■ **EXCERPT PROVIDED**:
* start *
Publication at Faculty of Science, Central Library of Charles University |
2021

Abstract

Conventional photoelectrocatalysts composed of precious metals and inorganic elements have limited synthetic design, hence, hampered modularity of their photophysical properties. Here, we demonstrate a scalable, one-pot synthetic approach to grow organic polymer films on the surface of the conventional copper plate under mild conditions.

Molecular precursors, containing electron-rich thiophene and electron-deficient triazine-rings, were combined into a donor-acceptor pi-conjugated polymer with a broad visible light adsorption range due to a narrow bandgap of 1.42 eV. The strong charge push-pull effect enabled the fabricated donor-acceptor material to have a marked activity as an electrode in a photoelectrochemical cell, reaching anodic photocurrent density of 6.8 mu A cm(-2) (at 0.6 V vs.

Ag/AgCl, pH 7). This value is 3 times higher than that of the model donor-donor thiophene-only-based polymer and twice as high as that of the analogue synthesized in bulk using the heterogenous CuCl catalyst.

In addition, the fabricated photoanode showed a 2-fold increase in the photoelectrocatalytic oxygen evolution from water upon simulated sunlight irradiation with the photocurrent density up to 4.8 mA cm(-2) (at 1.0 V vs. Ag/AgCl, pH 14).

The proposed engineering strategy opens new pathways toward the fabrication of efficient organic "green" materials for photoelectrocatalytic solar energy conversion.
* end *
■ **DATA PROVIDED**:
* start *
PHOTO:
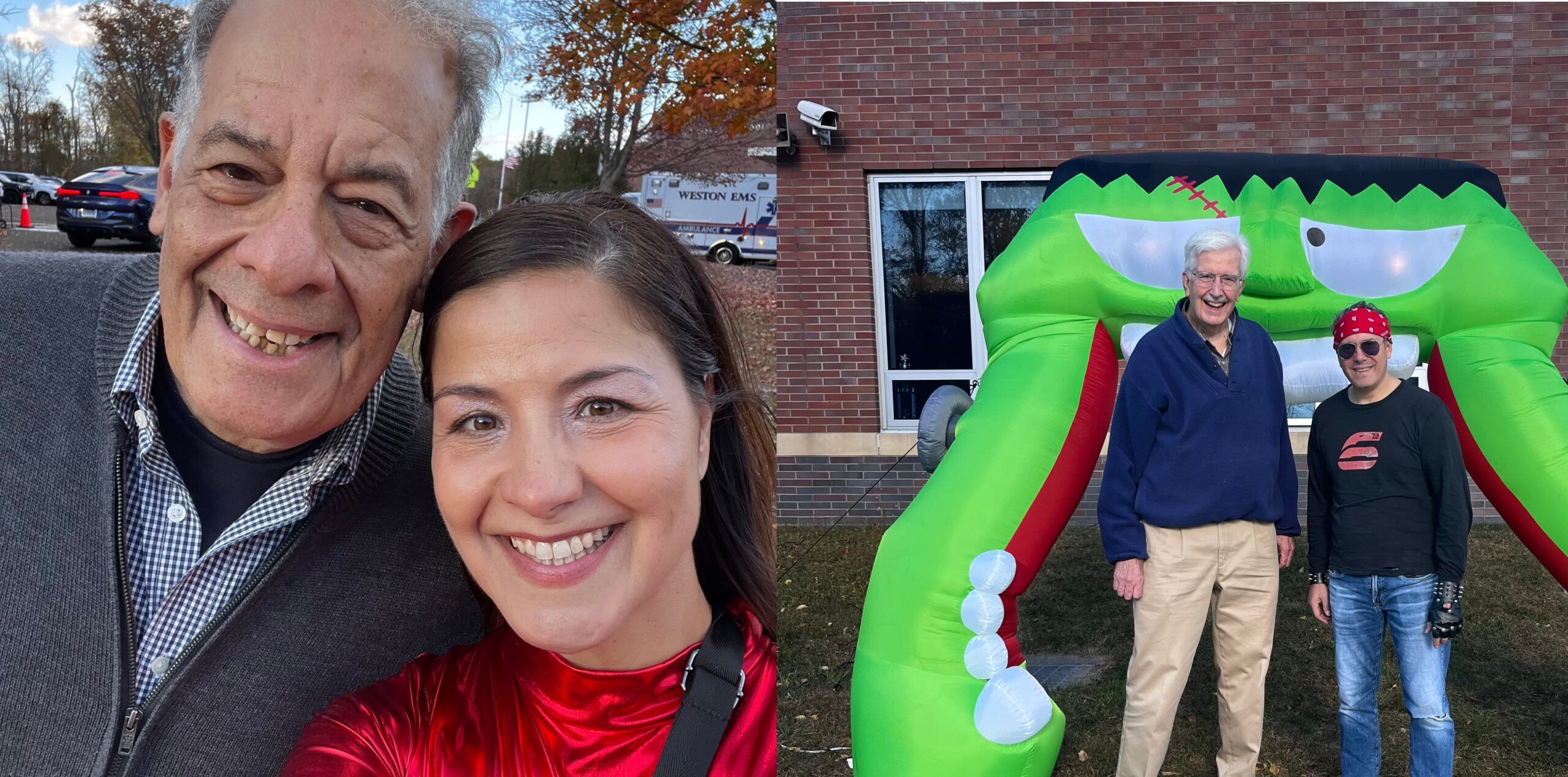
* end *
■ **INSTRUCTION**:
Reproduce the abstract on polymer films grown on copper word for word, in full.

■ **WRITTEN ANSWER**:
Publication at Faculty of Science, Central Library of Charles University |
2021

Abstract

Conventional photoelectrocatalysts composed of precious metals and inorganic elements have limited synthetic design, hence, hampered modularity of their photophysical properties. Here, we demonstrate a scalable, one-pot synthetic approach to grow organic polymer films on the surface of the conventional copper plate under mild conditions.

Molecular precursors, containing electron-rich thiophene and electron-deficient triazine-rings, were combined into a donor-acceptor pi-conjugated polymer with a broad visible light adsorption range due to a narrow bandgap of 1.42 eV. The strong charge push-pull effect enabled the fabricated donor-acceptor material to have a marked activity as an electrode in a photoelectrochemical cell, reaching anodic photocurrent density of 6.8 mu A cm(-2) (at 0.6 V vs.

Ag/AgCl, pH 7). This value is 3 times higher than that of the model donor-donor thiophene-only-based polymer and twice as high as that of the analogue synthesized in bulk using the heterogenous CuCl catalyst.

In addition, the fabricated photoanode showed a 2-fold increase in the photoelectrocatalytic oxygen evolution from water upon simulated sunlight irradiation with the photocurrent density up to 4.8 mA cm(-2) (at 1.0 V vs. Ag/AgCl, pH 14).

The proposed engineering strategy opens new pathways toward the fabrication of efficient organic "green" materials for photoelectrocatalytic solar energy conversion.